### Records for this task

####################

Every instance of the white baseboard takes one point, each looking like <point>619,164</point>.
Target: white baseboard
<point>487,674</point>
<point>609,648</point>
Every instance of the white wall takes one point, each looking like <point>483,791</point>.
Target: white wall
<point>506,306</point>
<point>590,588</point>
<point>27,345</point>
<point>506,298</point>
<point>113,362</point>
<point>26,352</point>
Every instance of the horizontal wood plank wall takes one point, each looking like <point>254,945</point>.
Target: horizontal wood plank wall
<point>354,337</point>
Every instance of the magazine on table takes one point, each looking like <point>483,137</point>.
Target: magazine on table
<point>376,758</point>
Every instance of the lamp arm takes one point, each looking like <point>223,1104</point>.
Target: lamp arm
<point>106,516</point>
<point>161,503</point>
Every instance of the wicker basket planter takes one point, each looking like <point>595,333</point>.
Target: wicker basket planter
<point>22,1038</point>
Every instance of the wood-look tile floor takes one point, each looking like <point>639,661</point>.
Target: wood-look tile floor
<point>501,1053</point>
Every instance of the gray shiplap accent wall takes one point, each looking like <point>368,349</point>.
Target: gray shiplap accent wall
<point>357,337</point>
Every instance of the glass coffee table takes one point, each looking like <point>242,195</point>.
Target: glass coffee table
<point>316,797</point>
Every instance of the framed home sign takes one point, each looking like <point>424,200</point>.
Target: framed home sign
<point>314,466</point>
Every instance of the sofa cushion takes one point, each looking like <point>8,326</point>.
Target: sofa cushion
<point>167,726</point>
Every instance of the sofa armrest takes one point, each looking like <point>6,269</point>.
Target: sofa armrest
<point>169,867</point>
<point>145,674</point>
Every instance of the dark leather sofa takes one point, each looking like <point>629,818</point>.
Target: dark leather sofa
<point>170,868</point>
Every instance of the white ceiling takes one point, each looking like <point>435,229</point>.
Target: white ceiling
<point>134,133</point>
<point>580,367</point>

####################

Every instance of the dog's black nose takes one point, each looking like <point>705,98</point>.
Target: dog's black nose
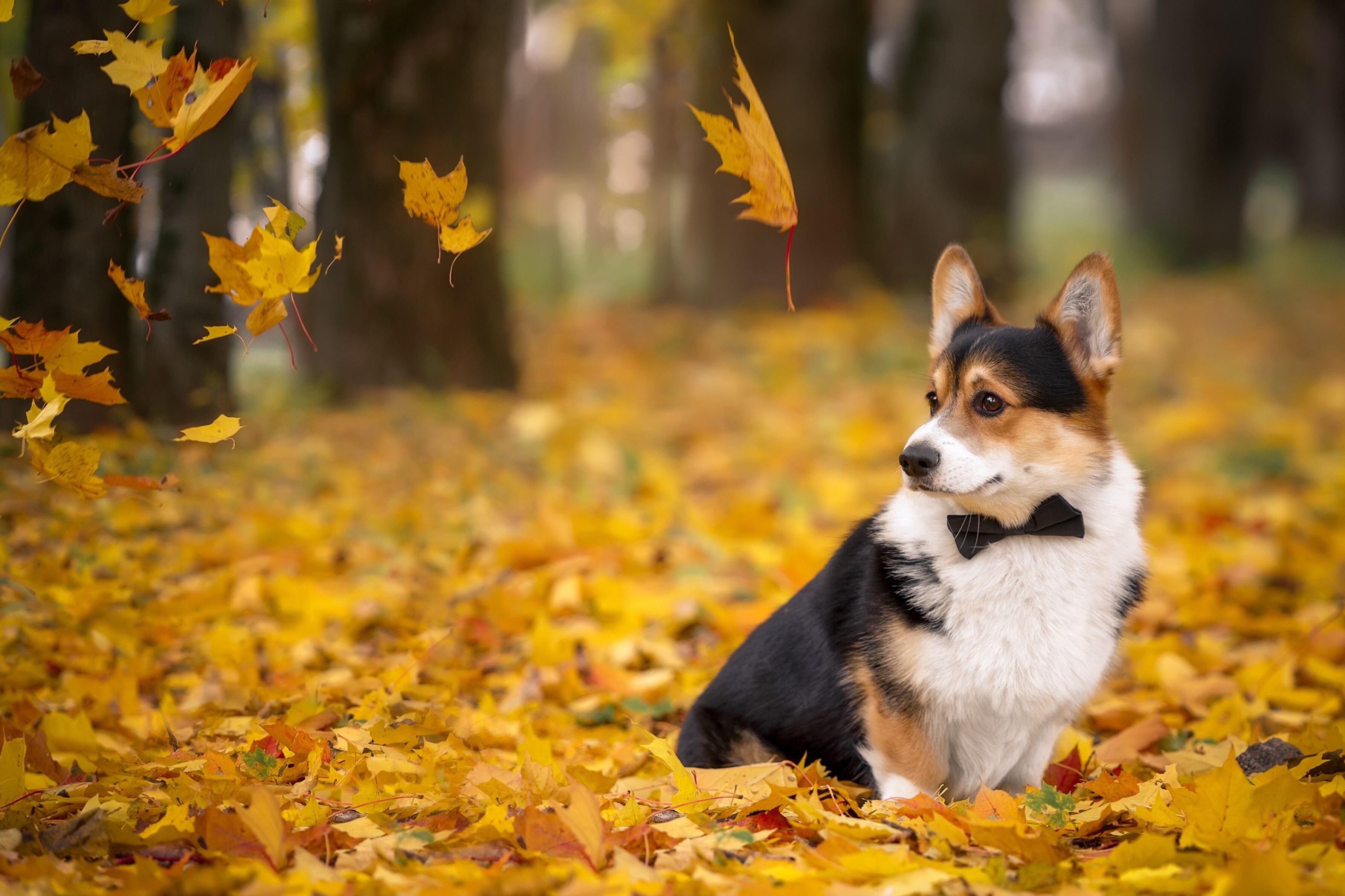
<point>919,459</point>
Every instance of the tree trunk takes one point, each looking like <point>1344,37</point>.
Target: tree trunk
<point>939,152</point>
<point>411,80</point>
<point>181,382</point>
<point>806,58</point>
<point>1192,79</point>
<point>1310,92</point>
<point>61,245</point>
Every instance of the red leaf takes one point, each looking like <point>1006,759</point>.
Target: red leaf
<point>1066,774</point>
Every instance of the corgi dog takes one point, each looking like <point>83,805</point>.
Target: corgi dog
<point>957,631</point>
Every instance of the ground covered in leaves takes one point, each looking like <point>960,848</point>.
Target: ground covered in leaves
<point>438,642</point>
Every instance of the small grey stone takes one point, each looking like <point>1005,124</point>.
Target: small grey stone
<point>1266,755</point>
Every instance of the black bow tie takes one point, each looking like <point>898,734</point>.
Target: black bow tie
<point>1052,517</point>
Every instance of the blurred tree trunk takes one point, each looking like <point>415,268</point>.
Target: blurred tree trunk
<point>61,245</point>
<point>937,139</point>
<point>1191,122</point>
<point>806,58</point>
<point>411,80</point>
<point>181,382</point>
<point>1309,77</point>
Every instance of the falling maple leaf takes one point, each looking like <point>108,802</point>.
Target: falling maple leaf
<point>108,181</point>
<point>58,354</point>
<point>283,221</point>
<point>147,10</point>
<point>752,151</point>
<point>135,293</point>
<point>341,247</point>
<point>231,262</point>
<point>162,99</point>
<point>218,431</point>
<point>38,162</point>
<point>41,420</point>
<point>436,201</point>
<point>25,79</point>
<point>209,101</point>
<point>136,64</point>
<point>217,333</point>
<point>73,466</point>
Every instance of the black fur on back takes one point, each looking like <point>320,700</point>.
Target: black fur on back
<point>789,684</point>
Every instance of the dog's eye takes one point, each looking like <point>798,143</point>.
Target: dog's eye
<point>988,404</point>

####################

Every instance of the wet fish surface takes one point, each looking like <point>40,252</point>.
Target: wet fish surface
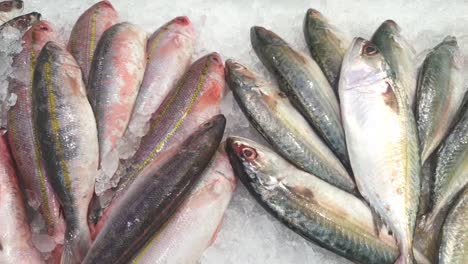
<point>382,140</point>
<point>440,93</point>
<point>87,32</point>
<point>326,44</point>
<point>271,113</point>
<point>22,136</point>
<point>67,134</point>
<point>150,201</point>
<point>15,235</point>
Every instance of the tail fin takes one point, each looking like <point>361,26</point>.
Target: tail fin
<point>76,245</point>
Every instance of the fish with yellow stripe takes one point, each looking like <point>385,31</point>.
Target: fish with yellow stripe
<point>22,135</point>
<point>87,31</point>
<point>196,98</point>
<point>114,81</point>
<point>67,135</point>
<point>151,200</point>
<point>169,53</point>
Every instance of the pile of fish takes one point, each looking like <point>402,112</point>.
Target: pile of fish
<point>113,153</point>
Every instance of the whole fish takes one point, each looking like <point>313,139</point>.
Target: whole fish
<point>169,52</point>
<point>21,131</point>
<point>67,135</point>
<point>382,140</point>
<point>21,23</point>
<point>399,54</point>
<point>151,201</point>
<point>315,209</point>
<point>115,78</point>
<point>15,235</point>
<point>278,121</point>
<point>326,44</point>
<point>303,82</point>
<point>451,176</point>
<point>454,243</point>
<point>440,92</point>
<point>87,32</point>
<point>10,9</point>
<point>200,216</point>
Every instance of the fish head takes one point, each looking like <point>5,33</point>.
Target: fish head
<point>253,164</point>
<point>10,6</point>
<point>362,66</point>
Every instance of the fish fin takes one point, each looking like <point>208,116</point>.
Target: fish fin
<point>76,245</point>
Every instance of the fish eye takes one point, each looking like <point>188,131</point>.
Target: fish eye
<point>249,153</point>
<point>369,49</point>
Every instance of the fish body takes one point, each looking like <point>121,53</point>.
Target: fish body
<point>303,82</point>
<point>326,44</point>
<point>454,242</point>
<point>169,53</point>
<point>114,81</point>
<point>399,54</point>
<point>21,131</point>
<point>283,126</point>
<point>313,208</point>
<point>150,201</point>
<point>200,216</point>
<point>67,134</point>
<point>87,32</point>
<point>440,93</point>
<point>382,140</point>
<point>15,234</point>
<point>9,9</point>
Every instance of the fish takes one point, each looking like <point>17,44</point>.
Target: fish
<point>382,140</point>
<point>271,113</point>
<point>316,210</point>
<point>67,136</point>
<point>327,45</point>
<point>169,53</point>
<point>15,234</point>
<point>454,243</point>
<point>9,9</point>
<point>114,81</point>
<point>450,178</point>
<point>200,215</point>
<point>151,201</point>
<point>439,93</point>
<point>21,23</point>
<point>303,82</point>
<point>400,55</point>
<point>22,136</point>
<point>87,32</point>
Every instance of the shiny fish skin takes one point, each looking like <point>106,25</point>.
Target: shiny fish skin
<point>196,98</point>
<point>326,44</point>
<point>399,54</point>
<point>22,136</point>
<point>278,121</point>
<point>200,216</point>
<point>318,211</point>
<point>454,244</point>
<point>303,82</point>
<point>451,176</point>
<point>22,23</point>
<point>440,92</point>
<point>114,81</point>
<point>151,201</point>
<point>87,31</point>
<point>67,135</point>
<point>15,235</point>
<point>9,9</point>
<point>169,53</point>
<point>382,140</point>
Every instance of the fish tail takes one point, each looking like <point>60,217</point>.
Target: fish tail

####################

### Problem statement
Give again, word for word, every line of the listing above from the one with "Every instance of the red" to the one with "Every instance of the falling", both inclusive, and nothing beyond them.

### Response area
Every instance of the red leaf takes one point, each looking like <point>1006,759</point>.
Target: red leaf
<point>1066,774</point>
Every instance of the corgi dog takes one point, each looking like <point>83,805</point>.
Target: corgi dog
<point>957,631</point>
Every instance of the ground covered in leaves takes one point, each looking like <point>960,848</point>.
Target: ground covered in leaves
<point>438,642</point>
Every instance of the small grey stone takes one point, each looking like <point>1005,124</point>.
Target: small grey stone
<point>1266,755</point>
Every instance of the black bow tie takes one point, each looking like <point>898,734</point>.
Target: black bow tie
<point>1052,517</point>
Every instance of the blurred tree trunk takes one point, each looking like <point>415,268</point>.
Target: blurred tree trunk
<point>61,245</point>
<point>937,139</point>
<point>1191,122</point>
<point>806,58</point>
<point>411,80</point>
<point>181,382</point>
<point>1309,77</point>
Every instance of the falling maple leaf takes one point, each looking like <point>108,802</point>.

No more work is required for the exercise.